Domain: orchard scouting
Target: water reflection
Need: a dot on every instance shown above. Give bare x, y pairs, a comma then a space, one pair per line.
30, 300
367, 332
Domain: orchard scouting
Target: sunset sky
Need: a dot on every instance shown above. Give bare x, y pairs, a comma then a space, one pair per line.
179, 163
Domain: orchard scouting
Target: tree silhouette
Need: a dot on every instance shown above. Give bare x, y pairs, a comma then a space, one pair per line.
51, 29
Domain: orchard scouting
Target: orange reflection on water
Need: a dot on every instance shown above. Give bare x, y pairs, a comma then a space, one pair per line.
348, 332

-- -- --

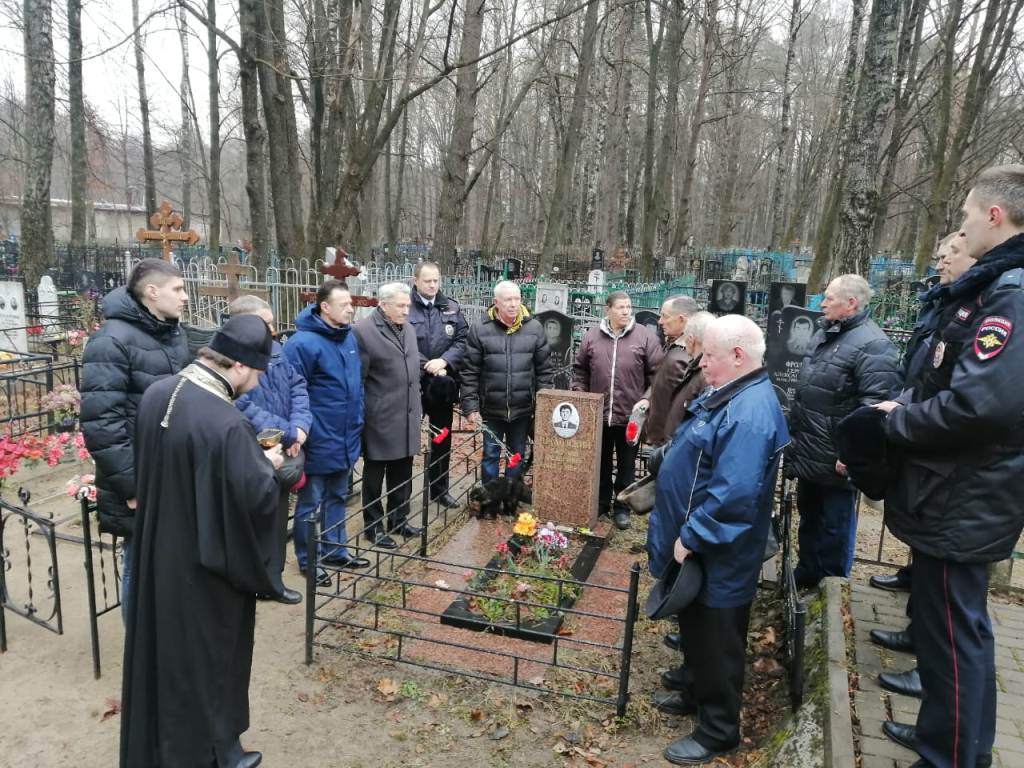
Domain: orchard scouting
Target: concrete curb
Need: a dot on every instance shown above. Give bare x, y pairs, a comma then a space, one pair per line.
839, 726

-- -- --

● What to work on: Count the lines in the data that contain the string "Target", and give nothing but that number.

● Output of the task: 5